**TASK STATEMENT:**
Please set out the lines below as a Markdown table with two columns, Row and Text. Number each line in order and leave out any blank lines.
>> begin
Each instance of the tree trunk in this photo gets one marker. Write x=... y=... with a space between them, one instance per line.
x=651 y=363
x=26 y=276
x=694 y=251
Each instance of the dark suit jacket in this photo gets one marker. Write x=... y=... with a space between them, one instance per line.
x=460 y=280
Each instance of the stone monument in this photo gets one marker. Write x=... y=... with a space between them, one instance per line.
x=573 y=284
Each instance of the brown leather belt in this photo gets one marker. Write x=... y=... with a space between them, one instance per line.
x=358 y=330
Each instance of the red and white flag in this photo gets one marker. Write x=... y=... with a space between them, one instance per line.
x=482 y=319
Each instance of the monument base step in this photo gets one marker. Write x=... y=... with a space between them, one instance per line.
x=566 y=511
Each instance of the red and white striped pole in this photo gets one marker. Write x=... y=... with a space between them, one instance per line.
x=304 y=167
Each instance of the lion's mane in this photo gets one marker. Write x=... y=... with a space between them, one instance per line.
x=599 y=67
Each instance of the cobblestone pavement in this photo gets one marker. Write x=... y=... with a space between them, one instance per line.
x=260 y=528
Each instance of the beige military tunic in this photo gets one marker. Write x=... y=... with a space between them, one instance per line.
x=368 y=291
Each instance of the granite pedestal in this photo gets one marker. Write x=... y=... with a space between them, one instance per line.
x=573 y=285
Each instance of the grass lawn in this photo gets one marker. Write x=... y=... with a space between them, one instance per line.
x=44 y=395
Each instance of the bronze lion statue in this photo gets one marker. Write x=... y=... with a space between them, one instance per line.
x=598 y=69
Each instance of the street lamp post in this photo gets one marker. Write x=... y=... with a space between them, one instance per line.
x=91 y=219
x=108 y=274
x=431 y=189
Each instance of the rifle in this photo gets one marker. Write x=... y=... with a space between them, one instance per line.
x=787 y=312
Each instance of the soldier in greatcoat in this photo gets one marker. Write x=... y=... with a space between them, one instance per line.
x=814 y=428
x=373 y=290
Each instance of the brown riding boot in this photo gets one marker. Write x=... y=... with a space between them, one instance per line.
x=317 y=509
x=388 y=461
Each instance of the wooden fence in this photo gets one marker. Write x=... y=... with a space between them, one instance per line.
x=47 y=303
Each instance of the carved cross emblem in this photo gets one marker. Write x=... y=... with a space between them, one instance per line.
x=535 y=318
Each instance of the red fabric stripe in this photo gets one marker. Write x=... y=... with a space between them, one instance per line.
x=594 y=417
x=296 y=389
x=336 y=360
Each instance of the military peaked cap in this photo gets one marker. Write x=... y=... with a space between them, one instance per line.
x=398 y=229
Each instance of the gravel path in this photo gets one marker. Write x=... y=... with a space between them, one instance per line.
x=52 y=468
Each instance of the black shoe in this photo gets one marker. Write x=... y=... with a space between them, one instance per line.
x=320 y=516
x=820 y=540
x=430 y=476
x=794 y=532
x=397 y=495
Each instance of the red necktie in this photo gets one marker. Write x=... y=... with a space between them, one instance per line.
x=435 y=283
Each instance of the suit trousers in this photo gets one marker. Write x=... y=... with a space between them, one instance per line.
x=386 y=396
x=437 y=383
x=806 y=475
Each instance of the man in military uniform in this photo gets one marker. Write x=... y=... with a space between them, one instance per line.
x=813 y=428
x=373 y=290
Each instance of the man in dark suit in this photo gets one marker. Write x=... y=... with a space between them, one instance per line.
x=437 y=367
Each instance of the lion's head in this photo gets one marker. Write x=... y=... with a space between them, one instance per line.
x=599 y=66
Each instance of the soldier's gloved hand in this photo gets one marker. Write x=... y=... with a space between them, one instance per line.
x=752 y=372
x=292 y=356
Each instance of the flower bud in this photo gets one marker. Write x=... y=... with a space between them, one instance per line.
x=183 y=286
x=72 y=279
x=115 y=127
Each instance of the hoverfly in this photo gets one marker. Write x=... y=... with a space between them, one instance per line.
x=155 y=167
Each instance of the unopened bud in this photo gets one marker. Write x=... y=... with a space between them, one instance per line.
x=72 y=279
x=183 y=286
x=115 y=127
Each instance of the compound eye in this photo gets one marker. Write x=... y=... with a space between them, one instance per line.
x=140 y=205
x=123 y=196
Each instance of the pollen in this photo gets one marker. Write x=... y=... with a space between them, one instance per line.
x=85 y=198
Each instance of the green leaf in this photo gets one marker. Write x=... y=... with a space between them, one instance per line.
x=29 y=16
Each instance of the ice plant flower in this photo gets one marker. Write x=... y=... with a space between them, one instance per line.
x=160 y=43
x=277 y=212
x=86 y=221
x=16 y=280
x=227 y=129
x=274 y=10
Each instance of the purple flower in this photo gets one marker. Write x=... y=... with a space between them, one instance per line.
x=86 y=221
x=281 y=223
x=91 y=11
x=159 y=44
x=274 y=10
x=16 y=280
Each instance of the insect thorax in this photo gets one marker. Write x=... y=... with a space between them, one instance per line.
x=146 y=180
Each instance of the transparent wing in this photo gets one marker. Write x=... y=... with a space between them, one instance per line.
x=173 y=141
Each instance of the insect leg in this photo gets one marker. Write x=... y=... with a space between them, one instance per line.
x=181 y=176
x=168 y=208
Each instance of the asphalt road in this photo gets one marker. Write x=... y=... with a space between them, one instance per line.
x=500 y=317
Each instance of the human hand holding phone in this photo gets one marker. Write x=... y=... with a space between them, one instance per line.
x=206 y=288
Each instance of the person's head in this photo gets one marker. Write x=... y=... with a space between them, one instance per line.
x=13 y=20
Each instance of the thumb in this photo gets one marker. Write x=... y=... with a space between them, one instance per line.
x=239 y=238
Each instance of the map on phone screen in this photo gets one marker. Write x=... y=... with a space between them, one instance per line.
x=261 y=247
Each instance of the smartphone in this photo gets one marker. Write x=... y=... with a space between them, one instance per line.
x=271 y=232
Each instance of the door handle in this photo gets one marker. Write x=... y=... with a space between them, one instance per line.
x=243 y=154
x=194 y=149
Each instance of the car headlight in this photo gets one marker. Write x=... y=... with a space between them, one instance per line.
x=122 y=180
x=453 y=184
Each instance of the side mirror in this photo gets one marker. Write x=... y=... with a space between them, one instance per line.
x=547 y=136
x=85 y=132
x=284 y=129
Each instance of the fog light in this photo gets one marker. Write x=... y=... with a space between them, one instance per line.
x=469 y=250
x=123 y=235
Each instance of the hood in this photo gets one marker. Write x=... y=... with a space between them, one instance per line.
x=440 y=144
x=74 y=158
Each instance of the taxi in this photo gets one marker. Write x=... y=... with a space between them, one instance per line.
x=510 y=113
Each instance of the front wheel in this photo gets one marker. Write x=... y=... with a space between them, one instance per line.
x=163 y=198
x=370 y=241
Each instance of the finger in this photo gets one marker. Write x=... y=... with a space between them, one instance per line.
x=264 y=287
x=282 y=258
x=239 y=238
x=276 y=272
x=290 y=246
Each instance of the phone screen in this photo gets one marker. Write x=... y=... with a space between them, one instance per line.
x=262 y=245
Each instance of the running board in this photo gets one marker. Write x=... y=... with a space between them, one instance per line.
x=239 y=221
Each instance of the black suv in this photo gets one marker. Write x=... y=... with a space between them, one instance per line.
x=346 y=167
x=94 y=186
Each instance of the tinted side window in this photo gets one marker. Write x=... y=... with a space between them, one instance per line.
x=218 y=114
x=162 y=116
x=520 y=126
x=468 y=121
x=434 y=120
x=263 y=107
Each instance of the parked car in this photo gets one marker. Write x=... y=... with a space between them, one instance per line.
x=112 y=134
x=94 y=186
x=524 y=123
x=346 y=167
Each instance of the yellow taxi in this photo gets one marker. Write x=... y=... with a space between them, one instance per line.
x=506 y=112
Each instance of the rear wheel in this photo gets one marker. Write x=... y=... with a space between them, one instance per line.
>> end
**OUTPUT OF THE EXERCISE:**
| Row | Text |
|---|---|
| 1 | Each instance of the tree trunk in this photo gets one marker. Write x=... y=... with a space between them, one instance per line. |
| 2 | x=651 y=363 |
| 3 | x=26 y=276 |
| 4 | x=694 y=251 |
| 5 | Each instance of the dark suit jacket in this photo gets one marker. Write x=... y=... with a space between them, one instance per line. |
| 6 | x=460 y=280 |
| 7 | Each instance of the stone monument in this photo gets one marker. Write x=... y=... with a space between them, one instance per line. |
| 8 | x=573 y=284 |
| 9 | Each instance of the brown leather belt in this photo gets one marker. Write x=... y=... with a space between them, one instance per line. |
| 10 | x=358 y=330 |
| 11 | Each instance of the red and white flag in this photo gets one marker. Write x=... y=... with a space between them, one instance per line. |
| 12 | x=482 y=319 |
| 13 | Each instance of the monument base step in this photo gets one marker. Write x=... y=... with a space between them, one instance per line. |
| 14 | x=566 y=511 |
| 15 | Each instance of the red and white striped pole in this photo gets one marker. Write x=... y=... with a space between them, one instance per line. |
| 16 | x=304 y=167 |
| 17 | Each instance of the lion's mane in this photo gets one marker. Write x=... y=... with a space between them, one instance per line. |
| 18 | x=599 y=67 |
| 19 | Each instance of the cobblestone pavement in this photo gets one marker. Write x=... y=... with a space between them, one instance per line. |
| 20 | x=260 y=528 |
| 21 | Each instance of the beige military tunic in this photo gets one marker. Write x=... y=... with a space between them, one instance per line. |
| 22 | x=368 y=291 |
| 23 | Each instance of the granite pedestal in this photo gets one marker. Write x=... y=... with a space between them, one instance per line. |
| 24 | x=573 y=285 |
| 25 | Each instance of the grass lawn in this photo gets one marker. Write x=... y=... with a space between them, one instance per line. |
| 26 | x=44 y=395 |
| 27 | Each instance of the bronze lion statue in this photo gets one marker. Write x=... y=... with a space between them, one instance per line. |
| 28 | x=598 y=69 |
| 29 | Each instance of the street lamp post in this photo gets one marker. Write x=... y=... with a space between them, one instance per line. |
| 30 | x=91 y=219 |
| 31 | x=108 y=274 |
| 32 | x=431 y=189 |
| 33 | Each instance of the rifle in this photo gets one marker. Write x=... y=... with a space between them, one instance per line. |
| 34 | x=787 y=312 |
| 35 | Each instance of the soldier in greatcoat in this photo gets one marker. Write x=... y=... with a space between them, one instance per line. |
| 36 | x=814 y=428 |
| 37 | x=373 y=290 |
| 38 | Each instance of the brown riding boot in this photo gets one marker. Write x=... y=... with a space between them, one instance per line. |
| 39 | x=317 y=509 |
| 40 | x=388 y=461 |
| 41 | Each instance of the wooden fence in this photo gets one marker. Write x=... y=... with a space between them, one instance per line. |
| 42 | x=47 y=303 |
| 43 | Each instance of the carved cross emblem in this photo gets one marker. Write x=... y=... with a space between them, one instance per line. |
| 44 | x=535 y=318 |
| 45 | Each instance of the red fabric stripe in this photo gets one marker. Write x=... y=... with a space between them, one instance per line. |
| 46 | x=594 y=417 |
| 47 | x=296 y=389 |
| 48 | x=336 y=360 |
| 49 | Each instance of the military peaked cap in this photo gets one marker. Write x=... y=... with a space between them, one instance per line. |
| 50 | x=398 y=229 |
| 51 | Each instance of the gravel path in this photo gets one marker. Write x=... y=... with a space between them, one instance per line. |
| 52 | x=52 y=468 |
| 53 | Each instance of the black shoe in this photo gets one marker. Write x=... y=... with a space between them, one instance per line. |
| 54 | x=320 y=516 |
| 55 | x=820 y=540 |
| 56 | x=430 y=476 |
| 57 | x=794 y=532 |
| 58 | x=397 y=495 |
| 59 | Each instance of the red necktie in this photo gets one marker. Write x=... y=... with a space between them, one instance per line. |
| 60 | x=435 y=283 |
| 61 | Each instance of the suit trousers in this photo gets one marker. Write x=... y=... with a space between them, one instance per line. |
| 62 | x=386 y=396 |
| 63 | x=437 y=383 |
| 64 | x=806 y=475 |
| 65 | Each instance of the man in military uniform in this photo gets one marker. Write x=... y=... with a space between them, one instance per line. |
| 66 | x=813 y=428 |
| 67 | x=373 y=290 |
| 68 | Each instance of the man in dark suit in this photo gets one marker. Write x=... y=... with a space between them, one instance per line. |
| 69 | x=437 y=367 |
| 70 | Each instance of the lion's head in this photo gets one marker. Write x=... y=... with a space between them, one instance per line. |
| 71 | x=599 y=66 |
| 72 | Each instance of the soldier's gloved hand in this photo gets one marker. Write x=... y=... with a space between them, one instance per line. |
| 73 | x=752 y=372 |
| 74 | x=292 y=356 |
| 75 | Each instance of the flower bud in this photo gets one marker. Write x=... y=... with a space between them, one instance per line. |
| 76 | x=183 y=286 |
| 77 | x=72 y=279 |
| 78 | x=115 y=127 |
| 79 | Each instance of the hoverfly in this photo gets one marker. Write x=... y=... with a space between them, one instance per line. |
| 80 | x=155 y=167 |
| 81 | Each instance of the unopened bud in this photo gets one marker. Write x=... y=... with a space between them, one instance per line. |
| 82 | x=72 y=279 |
| 83 | x=183 y=286 |
| 84 | x=115 y=127 |
| 85 | Each instance of the compound eye in this photo gets one marker. Write x=... y=... with a space between them, one instance per line. |
| 86 | x=140 y=205 |
| 87 | x=123 y=196 |
| 88 | Each instance of the pollen in this photo gets one marker. Write x=... y=... with a space between them, one instance per line. |
| 89 | x=85 y=198 |
| 90 | Each instance of the green leaf in this photo gets one marker. Write x=... y=... with a space between them, one instance per line. |
| 91 | x=29 y=16 |
| 92 | Each instance of the ice plant flower in this photo gets one marker. Write x=... y=... with a space between them, one instance per line. |
| 93 | x=160 y=43 |
| 94 | x=277 y=212 |
| 95 | x=86 y=221 |
| 96 | x=16 y=280 |
| 97 | x=227 y=129 |
| 98 | x=274 y=10 |
| 99 | Each instance of the purple flower in this photo gets one marker. Write x=... y=... with a space between them, one instance per line. |
| 100 | x=86 y=221 |
| 101 | x=281 y=223 |
| 102 | x=91 y=11 |
| 103 | x=159 y=44 |
| 104 | x=274 y=10 |
| 105 | x=16 y=280 |
| 106 | Each instance of the insect thorax in this photo gets one marker. Write x=... y=... with a space between them, one instance per line. |
| 107 | x=146 y=180 |
| 108 | Each instance of the transparent wing in this photo gets one marker. Write x=... y=... with a space between them, one instance per line. |
| 109 | x=173 y=141 |
| 110 | Each instance of the insect leg in this photo gets one marker. Write x=... y=... with a space between them, one instance per line. |
| 111 | x=181 y=176 |
| 112 | x=168 y=208 |
| 113 | Each instance of the asphalt road in this photo gets one marker. Write x=... y=... with a space between them, one instance per line. |
| 114 | x=500 y=317 |
| 115 | Each instance of the human hand holding phone in this photo gets one marker. Write x=... y=... with a space between them, one instance per line. |
| 116 | x=206 y=288 |
| 117 | Each instance of the person's head in this photo gets one marker. Write x=... y=... with a space between them, one instance per line. |
| 118 | x=13 y=20 |
| 119 | Each instance of the thumb in this photo gets one marker. Write x=... y=... with a space between them, one instance per line. |
| 120 | x=239 y=238 |
| 121 | Each instance of the map on phone screen in this photo gets one marker. Write x=... y=... with a space between them, one instance per line. |
| 122 | x=261 y=247 |
| 123 | Each instance of the smartphone in this photo gets one marker. Write x=... y=... with a space between them, one instance per line. |
| 124 | x=271 y=232 |
| 125 | Each instance of the door handle in this photo gets one marker. Write x=... y=... with a space between them, one instance per line. |
| 126 | x=243 y=154 |
| 127 | x=194 y=149 |
| 128 | Each instance of the car headlight in this photo gets one marker. Write x=... y=... with a space between them, one instance per line. |
| 129 | x=122 y=180 |
| 130 | x=453 y=184 |
| 131 | Each instance of the side mirror in this photo gets one marker. Write x=... y=... with a space between them, one instance per line. |
| 132 | x=547 y=136 |
| 133 | x=85 y=132 |
| 134 | x=284 y=129 |
| 135 | Each instance of the fog light in this photo gets one marker. Write x=... y=... with a space between them, one instance per line. |
| 136 | x=469 y=250 |
| 137 | x=123 y=235 |
| 138 | Each instance of the hood in this photo gets one marker. Write x=... y=... with a space between them, one instance per line. |
| 139 | x=440 y=144 |
| 140 | x=74 y=158 |
| 141 | Each instance of the taxi in this photo gets one marker. Write x=... y=... with a space between them, one instance per line. |
| 142 | x=510 y=113 |
| 143 | Each instance of the front wheel in this photo gets one marker. Write x=... y=... with a space between them, one instance per line. |
| 144 | x=163 y=198 |
| 145 | x=370 y=241 |
| 146 | Each instance of the finger in this photo gets one marker. Write x=... y=... with a space between them, one instance per line. |
| 147 | x=264 y=287 |
| 148 | x=282 y=258 |
| 149 | x=239 y=238 |
| 150 | x=276 y=272 |
| 151 | x=290 y=246 |
| 152 | Each instance of the phone screen in this photo gets one marker. Write x=... y=... with a space between them, one instance per line. |
| 153 | x=262 y=245 |
| 154 | Each instance of the running board in this photo gets one marker. Write x=... y=... with a space between them, one instance per line. |
| 155 | x=239 y=221 |
| 156 | Each instance of the black suv in this photo gets one marker. Write x=... y=... with a space between them, one instance per line. |
| 157 | x=346 y=167 |
| 158 | x=94 y=186 |
| 159 | Each instance of the tinted side window in this photo gets one marker. Write x=... y=... with a space between them, one instance per line. |
| 160 | x=218 y=114 |
| 161 | x=162 y=116 |
| 162 | x=520 y=126 |
| 163 | x=468 y=121 |
| 164 | x=434 y=120 |
| 165 | x=263 y=107 |
| 166 | Each instance of the parked car in this photo gets one marker. Write x=... y=... with a space between them, one instance per line. |
| 167 | x=112 y=134 |
| 168 | x=94 y=186 |
| 169 | x=524 y=123 |
| 170 | x=346 y=167 |
| 171 | Each instance of the yellow taxi in this photo gets one marker. Write x=... y=... with a space between them, one instance per line. |
| 172 | x=506 y=112 |
| 173 | Each instance of the rear wheel in this photo gets one marker. Write x=... y=... with a space between them, one instance per line. |